Questi sì che son gioielli!
La prima couturière a credere nel binomio moda-gioielli, ovvero a concepire i preziosi come accessori femminili ideali per completare lo stile, fu la divina Coco Chanel che infatti creò una pioneristica collezione di ornamenti preziosi da giorno e da sera, intercambiabili con la bigiotteria, affidando al duca siciliano Fulco di Verdura il compito di disegnarla. “Quali sono le donne che indossano meglio i gioielli?” fu chiesto un giorno all’aristocratico designer, cugino dell’autore del “Gattopardo” Giuseppe Tomasi di Lampedusa. Ed egli rispose: “Le donne alte e brune. Le altre fanno del loro meglio”.
In omaggio a Fulco di Verdura (Palermo 1898 – Londra 1978) si svolge a New York sino alla vigilia di Natale la più grande retrospettiva mai dedicatagli, dal titolo “The Power of Style: Verdura at 75”, ideata in occasione del 75° anniversario della sua boutique sulla prestigiosa Fifth Avenue (la rassegna è ospitata in una galleria adiacente al flagship store della maison). La mostra ripercorre la produzione del jewelry designer attraverso i suoi capolavori e non solo – oltre 150 gioielli, schizzi, 10mila gouaches, quadri e fotografie dal suo album privato – mettendone in rilievo la raffinatezza stilistica suprema.
---+---
### Consegna
Ricopi senza alcuna modifica, dal brano su Fulco di Verdura, tutto ciò che va da "In omaggio a" fino a "raffinatezza stilistica suprema.", comprese queste parole.
---+---
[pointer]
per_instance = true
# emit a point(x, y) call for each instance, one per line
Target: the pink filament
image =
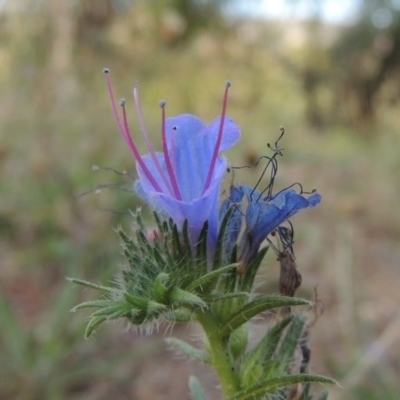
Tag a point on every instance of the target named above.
point(127, 136)
point(219, 139)
point(147, 139)
point(167, 158)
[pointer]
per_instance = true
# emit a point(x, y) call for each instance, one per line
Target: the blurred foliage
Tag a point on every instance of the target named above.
point(56, 123)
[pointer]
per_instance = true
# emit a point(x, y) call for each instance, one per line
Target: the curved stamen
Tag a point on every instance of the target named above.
point(126, 133)
point(147, 138)
point(219, 139)
point(166, 155)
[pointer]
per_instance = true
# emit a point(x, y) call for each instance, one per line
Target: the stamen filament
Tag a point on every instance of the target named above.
point(126, 133)
point(166, 155)
point(219, 139)
point(147, 138)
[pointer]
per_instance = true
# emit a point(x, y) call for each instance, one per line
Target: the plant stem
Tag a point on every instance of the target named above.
point(220, 354)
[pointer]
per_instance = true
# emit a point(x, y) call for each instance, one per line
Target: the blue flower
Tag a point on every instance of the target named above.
point(265, 215)
point(183, 181)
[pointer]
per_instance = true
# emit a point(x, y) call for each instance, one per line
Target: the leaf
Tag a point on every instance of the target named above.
point(221, 239)
point(196, 390)
point(324, 395)
point(93, 285)
point(93, 304)
point(210, 276)
point(179, 315)
point(111, 310)
point(255, 307)
point(135, 301)
point(190, 350)
point(263, 351)
point(93, 325)
point(212, 298)
point(202, 249)
point(269, 386)
point(186, 298)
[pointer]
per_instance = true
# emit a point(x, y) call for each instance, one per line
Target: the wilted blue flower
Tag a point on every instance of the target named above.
point(234, 224)
point(263, 215)
point(183, 182)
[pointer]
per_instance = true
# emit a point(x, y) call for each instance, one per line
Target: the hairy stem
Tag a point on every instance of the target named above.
point(220, 353)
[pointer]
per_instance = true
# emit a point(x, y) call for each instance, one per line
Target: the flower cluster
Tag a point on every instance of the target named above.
point(201, 260)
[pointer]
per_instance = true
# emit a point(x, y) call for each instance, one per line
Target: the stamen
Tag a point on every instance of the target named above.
point(219, 139)
point(126, 133)
point(147, 138)
point(166, 154)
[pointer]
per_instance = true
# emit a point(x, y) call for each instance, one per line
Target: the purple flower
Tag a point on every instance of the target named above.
point(265, 215)
point(183, 181)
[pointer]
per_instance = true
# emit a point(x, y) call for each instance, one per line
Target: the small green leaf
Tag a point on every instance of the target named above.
point(202, 249)
point(269, 386)
point(324, 395)
point(221, 237)
point(155, 308)
point(212, 298)
point(186, 298)
point(93, 325)
point(118, 314)
point(160, 289)
point(93, 285)
point(93, 304)
point(203, 280)
point(252, 365)
point(110, 310)
point(189, 350)
point(135, 301)
point(179, 315)
point(196, 390)
point(255, 307)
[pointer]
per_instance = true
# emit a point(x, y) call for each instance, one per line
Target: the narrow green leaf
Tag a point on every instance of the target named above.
point(221, 238)
point(255, 307)
point(135, 301)
point(179, 315)
point(160, 288)
point(155, 308)
point(93, 304)
point(196, 390)
point(210, 276)
point(187, 244)
point(189, 350)
point(93, 285)
point(269, 386)
point(119, 314)
point(186, 298)
point(202, 249)
point(176, 243)
point(110, 310)
point(324, 395)
point(93, 325)
point(252, 370)
point(225, 296)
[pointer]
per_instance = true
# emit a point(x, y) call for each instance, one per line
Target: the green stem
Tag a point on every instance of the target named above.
point(220, 354)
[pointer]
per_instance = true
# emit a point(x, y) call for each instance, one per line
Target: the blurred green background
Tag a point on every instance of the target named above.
point(335, 88)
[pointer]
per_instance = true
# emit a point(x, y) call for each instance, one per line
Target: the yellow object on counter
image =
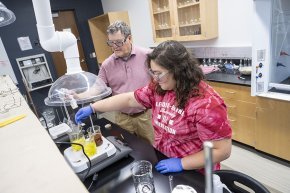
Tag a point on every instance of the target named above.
point(11, 120)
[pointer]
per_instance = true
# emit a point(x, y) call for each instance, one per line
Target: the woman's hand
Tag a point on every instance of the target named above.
point(83, 113)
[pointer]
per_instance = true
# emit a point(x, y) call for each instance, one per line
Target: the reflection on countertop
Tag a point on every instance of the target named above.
point(229, 77)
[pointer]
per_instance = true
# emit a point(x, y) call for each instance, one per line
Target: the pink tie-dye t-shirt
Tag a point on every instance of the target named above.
point(181, 132)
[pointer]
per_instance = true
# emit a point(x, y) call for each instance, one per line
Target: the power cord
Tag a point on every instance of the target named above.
point(90, 163)
point(95, 178)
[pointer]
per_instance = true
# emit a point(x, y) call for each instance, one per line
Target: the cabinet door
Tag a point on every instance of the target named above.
point(162, 20)
point(184, 20)
point(188, 20)
point(273, 127)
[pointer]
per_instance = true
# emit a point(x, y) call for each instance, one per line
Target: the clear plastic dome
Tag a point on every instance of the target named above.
point(81, 87)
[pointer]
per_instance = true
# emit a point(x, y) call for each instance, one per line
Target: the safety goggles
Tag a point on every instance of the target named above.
point(118, 43)
point(157, 75)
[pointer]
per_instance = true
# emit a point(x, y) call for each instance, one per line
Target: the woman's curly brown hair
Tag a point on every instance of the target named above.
point(174, 57)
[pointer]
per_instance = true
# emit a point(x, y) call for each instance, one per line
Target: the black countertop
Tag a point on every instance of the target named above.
point(229, 77)
point(117, 178)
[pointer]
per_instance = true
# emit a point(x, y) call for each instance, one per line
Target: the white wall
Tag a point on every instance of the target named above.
point(235, 22)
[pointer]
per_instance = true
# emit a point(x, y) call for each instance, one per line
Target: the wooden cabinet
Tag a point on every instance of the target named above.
point(241, 110)
point(273, 127)
point(184, 20)
point(98, 27)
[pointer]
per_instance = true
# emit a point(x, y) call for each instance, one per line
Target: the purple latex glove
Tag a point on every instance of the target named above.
point(169, 165)
point(83, 113)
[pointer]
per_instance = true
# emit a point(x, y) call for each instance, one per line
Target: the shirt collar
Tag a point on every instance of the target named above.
point(133, 53)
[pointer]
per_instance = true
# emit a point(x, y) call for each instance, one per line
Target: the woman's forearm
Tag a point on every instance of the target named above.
point(116, 103)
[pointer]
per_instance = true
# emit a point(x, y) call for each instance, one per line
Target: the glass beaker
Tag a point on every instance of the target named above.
point(90, 146)
point(76, 137)
point(95, 131)
point(142, 176)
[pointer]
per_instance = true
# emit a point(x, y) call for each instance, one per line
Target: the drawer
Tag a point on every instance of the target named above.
point(240, 107)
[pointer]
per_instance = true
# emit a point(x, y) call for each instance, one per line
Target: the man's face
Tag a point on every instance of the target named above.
point(120, 44)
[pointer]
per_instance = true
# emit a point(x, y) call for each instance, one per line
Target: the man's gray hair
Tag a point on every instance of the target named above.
point(119, 26)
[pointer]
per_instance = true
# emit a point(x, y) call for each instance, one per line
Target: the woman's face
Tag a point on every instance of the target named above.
point(162, 76)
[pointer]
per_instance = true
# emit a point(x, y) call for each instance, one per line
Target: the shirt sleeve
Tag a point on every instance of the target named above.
point(102, 73)
point(145, 96)
point(211, 120)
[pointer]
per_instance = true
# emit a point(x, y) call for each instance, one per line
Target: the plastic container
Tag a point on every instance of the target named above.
point(218, 186)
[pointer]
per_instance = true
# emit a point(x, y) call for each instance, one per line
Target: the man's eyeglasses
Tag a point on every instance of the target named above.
point(117, 43)
point(157, 75)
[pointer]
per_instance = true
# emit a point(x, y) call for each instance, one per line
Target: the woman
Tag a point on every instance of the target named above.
point(185, 110)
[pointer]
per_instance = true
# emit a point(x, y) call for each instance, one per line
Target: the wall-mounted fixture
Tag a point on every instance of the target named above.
point(6, 16)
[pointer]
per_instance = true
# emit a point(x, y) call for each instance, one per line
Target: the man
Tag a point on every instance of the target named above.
point(125, 70)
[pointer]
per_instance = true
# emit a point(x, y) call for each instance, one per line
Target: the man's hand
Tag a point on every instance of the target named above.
point(169, 165)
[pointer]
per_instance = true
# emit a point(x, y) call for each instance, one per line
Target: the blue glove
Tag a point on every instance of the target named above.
point(83, 113)
point(169, 165)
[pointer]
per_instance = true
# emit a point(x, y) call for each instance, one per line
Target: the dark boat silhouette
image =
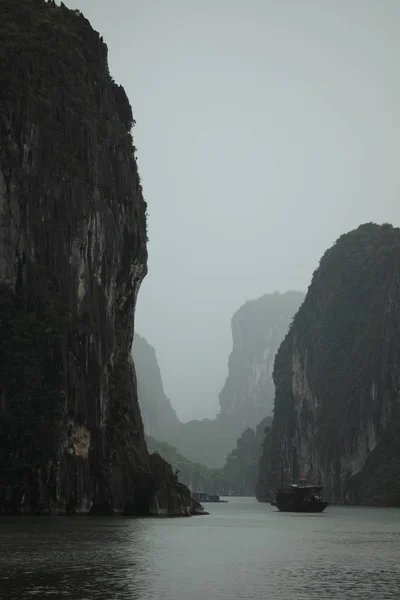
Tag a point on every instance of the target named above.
point(299, 497)
point(204, 497)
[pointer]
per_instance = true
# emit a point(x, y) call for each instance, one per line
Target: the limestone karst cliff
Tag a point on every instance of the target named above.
point(159, 418)
point(337, 374)
point(72, 257)
point(258, 328)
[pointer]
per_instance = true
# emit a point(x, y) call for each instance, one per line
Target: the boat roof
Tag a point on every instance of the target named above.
point(303, 486)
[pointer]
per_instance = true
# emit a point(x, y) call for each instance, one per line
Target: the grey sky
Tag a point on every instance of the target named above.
point(265, 129)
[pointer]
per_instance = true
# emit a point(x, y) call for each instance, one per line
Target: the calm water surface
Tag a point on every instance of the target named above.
point(243, 550)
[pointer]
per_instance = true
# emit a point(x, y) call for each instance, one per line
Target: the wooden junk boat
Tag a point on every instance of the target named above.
point(299, 497)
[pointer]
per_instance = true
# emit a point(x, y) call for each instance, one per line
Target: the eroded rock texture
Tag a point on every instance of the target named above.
point(72, 257)
point(337, 375)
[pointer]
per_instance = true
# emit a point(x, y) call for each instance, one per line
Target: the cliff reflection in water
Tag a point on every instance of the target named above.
point(243, 550)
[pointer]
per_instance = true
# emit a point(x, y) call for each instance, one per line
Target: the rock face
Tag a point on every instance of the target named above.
point(337, 374)
point(159, 418)
point(258, 328)
point(72, 257)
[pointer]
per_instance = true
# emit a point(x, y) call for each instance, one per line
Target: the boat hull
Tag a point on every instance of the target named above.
point(304, 507)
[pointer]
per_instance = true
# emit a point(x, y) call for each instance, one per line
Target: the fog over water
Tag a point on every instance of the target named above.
point(264, 130)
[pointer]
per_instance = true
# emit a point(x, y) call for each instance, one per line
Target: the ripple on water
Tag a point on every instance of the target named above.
point(242, 551)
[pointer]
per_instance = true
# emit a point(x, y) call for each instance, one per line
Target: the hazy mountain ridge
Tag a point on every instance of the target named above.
point(258, 327)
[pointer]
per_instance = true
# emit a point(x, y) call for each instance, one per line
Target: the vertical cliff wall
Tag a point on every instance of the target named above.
point(159, 418)
point(258, 328)
point(337, 374)
point(72, 257)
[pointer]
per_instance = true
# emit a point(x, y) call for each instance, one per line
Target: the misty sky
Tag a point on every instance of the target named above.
point(265, 129)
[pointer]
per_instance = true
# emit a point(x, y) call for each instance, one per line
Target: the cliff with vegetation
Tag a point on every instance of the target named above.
point(258, 328)
point(72, 257)
point(337, 375)
point(159, 418)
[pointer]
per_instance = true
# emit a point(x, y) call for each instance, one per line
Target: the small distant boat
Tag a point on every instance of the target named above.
point(204, 497)
point(299, 497)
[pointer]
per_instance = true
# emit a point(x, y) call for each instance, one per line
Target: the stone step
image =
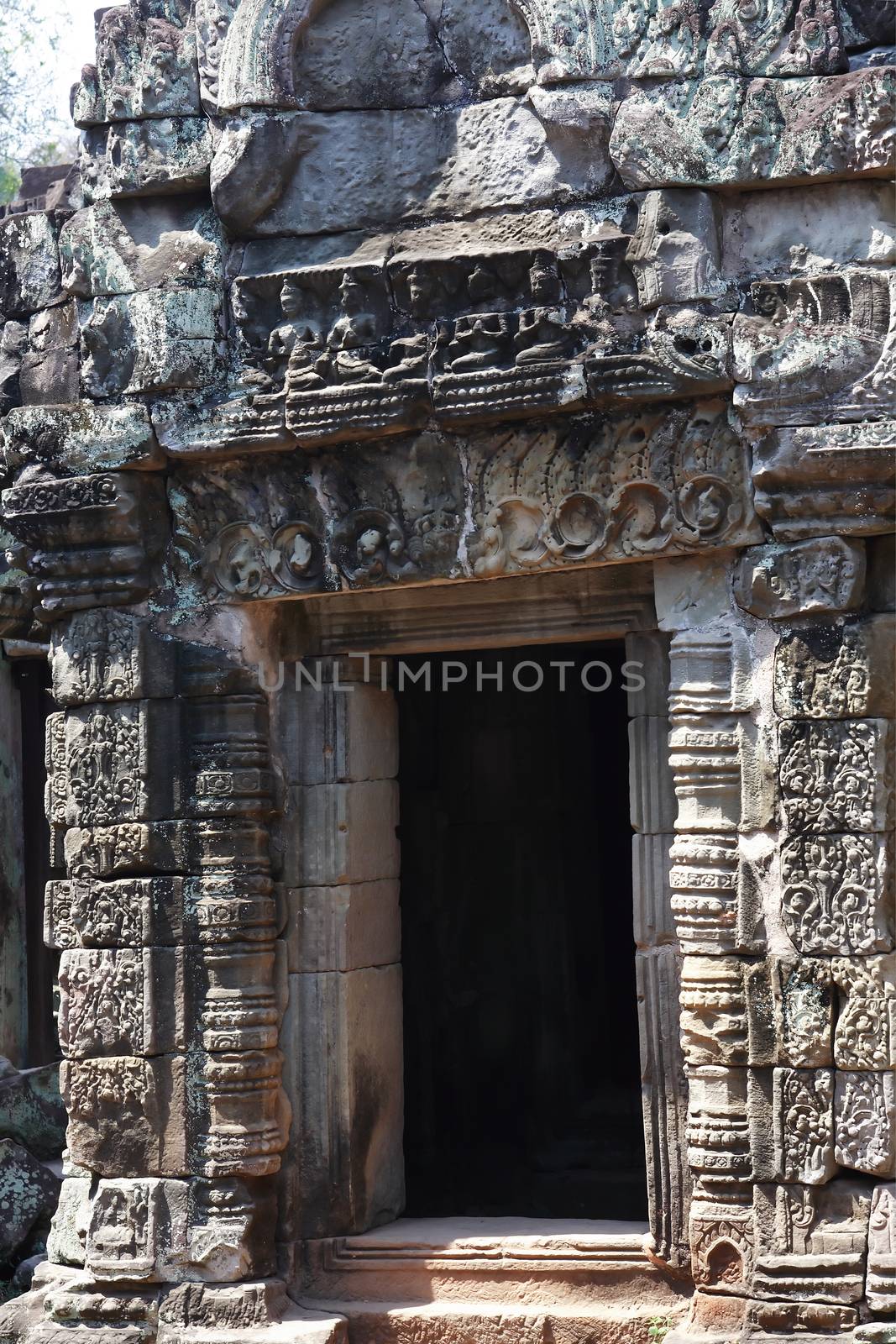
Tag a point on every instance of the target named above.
point(535, 1263)
point(503, 1323)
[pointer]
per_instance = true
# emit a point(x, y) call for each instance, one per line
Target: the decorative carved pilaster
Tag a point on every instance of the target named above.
point(172, 985)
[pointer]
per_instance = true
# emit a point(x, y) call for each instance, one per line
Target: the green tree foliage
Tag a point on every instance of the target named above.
point(29, 131)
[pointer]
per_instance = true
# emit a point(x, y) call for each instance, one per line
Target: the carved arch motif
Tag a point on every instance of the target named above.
point(569, 40)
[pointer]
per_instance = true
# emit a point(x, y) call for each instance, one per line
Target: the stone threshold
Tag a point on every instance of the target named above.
point(513, 1261)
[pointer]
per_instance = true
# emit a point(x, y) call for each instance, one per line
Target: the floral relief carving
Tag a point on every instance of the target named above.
point(835, 895)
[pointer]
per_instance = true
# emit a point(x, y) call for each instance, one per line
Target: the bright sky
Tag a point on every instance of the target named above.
point(76, 46)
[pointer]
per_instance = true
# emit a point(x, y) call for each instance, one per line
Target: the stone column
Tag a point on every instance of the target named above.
point(338, 734)
point(720, 799)
point(658, 956)
point(172, 985)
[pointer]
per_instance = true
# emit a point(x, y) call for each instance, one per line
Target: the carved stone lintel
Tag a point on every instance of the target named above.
point(96, 539)
point(801, 578)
---+---
### Soluzione
In omaggio a Fulco di Verdura (Palermo 1898 – Londra 1978) si svolge a New York sino alla vigilia di Natale la più grande retrospettiva mai dedicatagli, dal titolo “The Power of Style: Verdura at 75”, ideata in occasione del 75° anniversario della sua boutique sulla prestigiosa Fifth Avenue (la rassegna è ospitata in una galleria adiacente al flagship store della maison). La mostra ripercorre la produzione del jewelry designer attraverso i suoi capolavori e non solo – oltre 150 gioielli, schizzi, 10mila gouaches, quadri e fotografie dal suo album privato – mettendone in rilievo la raffinatezza stilistica suprema.